══ Data section

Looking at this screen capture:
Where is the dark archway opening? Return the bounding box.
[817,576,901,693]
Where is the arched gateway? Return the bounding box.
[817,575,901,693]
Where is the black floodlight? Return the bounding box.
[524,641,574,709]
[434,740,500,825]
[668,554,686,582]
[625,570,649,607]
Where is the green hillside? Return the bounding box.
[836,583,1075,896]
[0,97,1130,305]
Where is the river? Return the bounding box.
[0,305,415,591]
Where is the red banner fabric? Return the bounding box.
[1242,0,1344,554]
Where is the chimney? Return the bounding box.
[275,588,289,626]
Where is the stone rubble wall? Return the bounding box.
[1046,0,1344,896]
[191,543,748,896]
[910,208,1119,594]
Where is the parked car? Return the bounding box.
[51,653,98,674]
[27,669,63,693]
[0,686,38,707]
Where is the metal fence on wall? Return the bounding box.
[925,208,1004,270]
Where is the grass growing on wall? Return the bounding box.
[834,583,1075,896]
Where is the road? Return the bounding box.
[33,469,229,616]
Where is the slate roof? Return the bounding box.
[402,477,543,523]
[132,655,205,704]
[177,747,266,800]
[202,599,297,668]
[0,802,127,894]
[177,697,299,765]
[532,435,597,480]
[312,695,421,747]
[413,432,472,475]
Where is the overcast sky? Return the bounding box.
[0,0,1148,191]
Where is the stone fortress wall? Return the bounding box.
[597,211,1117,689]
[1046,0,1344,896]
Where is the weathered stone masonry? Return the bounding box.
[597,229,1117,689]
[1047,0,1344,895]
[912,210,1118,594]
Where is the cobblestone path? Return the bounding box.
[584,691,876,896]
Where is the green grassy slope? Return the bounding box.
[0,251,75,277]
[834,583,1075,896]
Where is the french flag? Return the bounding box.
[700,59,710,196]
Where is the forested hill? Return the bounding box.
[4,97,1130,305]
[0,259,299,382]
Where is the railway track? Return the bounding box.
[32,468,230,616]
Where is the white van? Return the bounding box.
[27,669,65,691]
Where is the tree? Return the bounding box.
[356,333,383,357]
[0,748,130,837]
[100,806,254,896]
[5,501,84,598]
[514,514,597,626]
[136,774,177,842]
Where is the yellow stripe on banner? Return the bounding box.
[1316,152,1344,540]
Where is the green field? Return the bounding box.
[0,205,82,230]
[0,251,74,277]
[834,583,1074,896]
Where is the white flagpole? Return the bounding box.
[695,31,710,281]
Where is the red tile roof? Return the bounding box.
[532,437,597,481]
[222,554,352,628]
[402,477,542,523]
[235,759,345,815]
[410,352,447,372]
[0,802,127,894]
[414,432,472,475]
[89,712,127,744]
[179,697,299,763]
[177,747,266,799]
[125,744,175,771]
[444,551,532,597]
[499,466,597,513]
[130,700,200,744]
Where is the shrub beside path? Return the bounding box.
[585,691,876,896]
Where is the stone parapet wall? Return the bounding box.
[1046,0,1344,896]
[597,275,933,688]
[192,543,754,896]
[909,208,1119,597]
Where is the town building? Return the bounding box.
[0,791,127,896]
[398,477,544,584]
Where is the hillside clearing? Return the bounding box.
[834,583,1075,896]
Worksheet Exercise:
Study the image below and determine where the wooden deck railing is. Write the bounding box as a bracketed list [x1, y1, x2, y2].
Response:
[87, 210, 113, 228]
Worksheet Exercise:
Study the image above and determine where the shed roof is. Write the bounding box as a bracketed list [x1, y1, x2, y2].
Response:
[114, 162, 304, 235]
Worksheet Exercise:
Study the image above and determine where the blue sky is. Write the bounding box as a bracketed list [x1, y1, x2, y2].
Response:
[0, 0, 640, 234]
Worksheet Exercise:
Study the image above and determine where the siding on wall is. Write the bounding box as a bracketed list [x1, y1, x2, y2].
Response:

════

(Given exercise) Reproduce the listing above with every "Response" changed to "Answer" and every other character unchanged.

(Response)
Looking at this screen capture:
Where is the dark archway opening? Return the bounding box.
[817,576,901,693]
Where is the arched gateway? Return the bounding box.
[817,575,901,693]
Where is the black floodlight? Return the bounding box.
[524,641,574,709]
[434,740,500,825]
[668,554,686,582]
[625,570,649,607]
Where is the green hillside? Return the bounding box.
[836,583,1075,896]
[0,97,1130,305]
Where is the river? Return the bounding box.
[0,305,415,591]
Where is the red banner fabric? Return the bounding box.
[1242,0,1344,554]
Where is the chimney? Return the bounding box.
[275,588,289,626]
Where is the stone rubble wall? Return the bounding box.
[1046,0,1344,896]
[191,543,748,896]
[910,208,1119,594]
Where is the parked car? Return the bounding box.
[51,653,98,674]
[27,669,63,693]
[0,686,38,707]
Where is the metal fence on wall? Return the bounding box.
[925,208,1004,270]
Where is the grass growing on wall? Return the bounding box.
[834,583,1075,896]
Where is the road? Return the bounding box.
[33,469,229,616]
Where is the slate roof? Return the bounding box.
[402,477,543,523]
[132,655,205,704]
[177,747,266,800]
[202,599,297,668]
[0,802,127,894]
[177,697,299,765]
[532,435,597,480]
[312,695,421,747]
[413,432,472,475]
Where is the overcast sky? Return the bounding box.
[0,0,1148,191]
Where is the stone fortress wall? Return the bounding box.
[597,211,1117,689]
[1046,0,1344,896]
Where is the weathered stone masonry? Return the bounding box.
[597,229,1117,689]
[1047,0,1344,895]
[912,210,1118,594]
Where is the cobblestone path? Return the bounding box.
[584,691,876,896]
Where is the green grassy slope? Return the bounding box.
[0,251,75,277]
[834,583,1075,896]
Where is the french flag? Return the bounding box.
[700,59,710,196]
Where is the forested hill? Return the bounding box.
[4,97,1130,305]
[0,259,299,382]
Where is the railway track? Return the bounding box.
[32,468,230,616]
Where is the white van? Return the bounding box.
[27,669,65,691]
Where is the tree? Return the bounding box.
[356,333,383,357]
[0,748,130,837]
[100,806,254,896]
[5,501,84,598]
[514,514,597,626]
[136,774,177,842]
Where is the yellow stripe on banner? Return the bounding box.
[1316,152,1344,540]
Where is the green field? Return the bounding box.
[0,205,82,230]
[0,251,74,277]
[834,583,1074,896]
Where is the white flagpole? Return the bounding box.
[695,31,710,281]
Where is the red tile roof? Return the bounding box.
[532,437,597,481]
[222,554,352,628]
[402,477,542,523]
[235,759,345,815]
[410,352,447,372]
[0,802,127,894]
[414,432,472,475]
[89,712,127,744]
[179,697,299,763]
[177,747,266,799]
[125,744,175,771]
[444,551,532,597]
[499,466,597,513]
[130,700,200,744]
Where is the shrub beside path? Return the bounding box.
[585,691,876,896]
Where is the stone parapet wall? Return the bounding box.
[1046,0,1344,896]
[597,275,933,688]
[192,543,754,896]
[909,208,1119,597]
Where is the town building? Return the bounding box.
[0,791,127,896]
[398,477,544,584]
Where is the hillside clearing? Return the bounding box.
[834,583,1075,896]
Worksheet Exercise:
Study the image below and determine where the wooden deck railing is. Write the bounding box as a bracketed list [x1, y1, x2, y2].
Answer:
[87, 210, 113, 228]
Worksheet Exercise:
Study the image above and determine where the shed roof is. Write the bounding box as a bracketed list [x1, y1, x2, y2].
Answer:
[114, 162, 304, 235]
Worksheet Exercise:
Study the image above and determine where the blue sky is. Write the bounding box as a bracketed list [x1, y1, x2, y2].
Answer:
[0, 0, 640, 234]
Worksheet Exercise:
Study the image above and determine where the siding on wall is. Write the bounding box as a bracketed list [x1, y1, x2, y2].
Answer:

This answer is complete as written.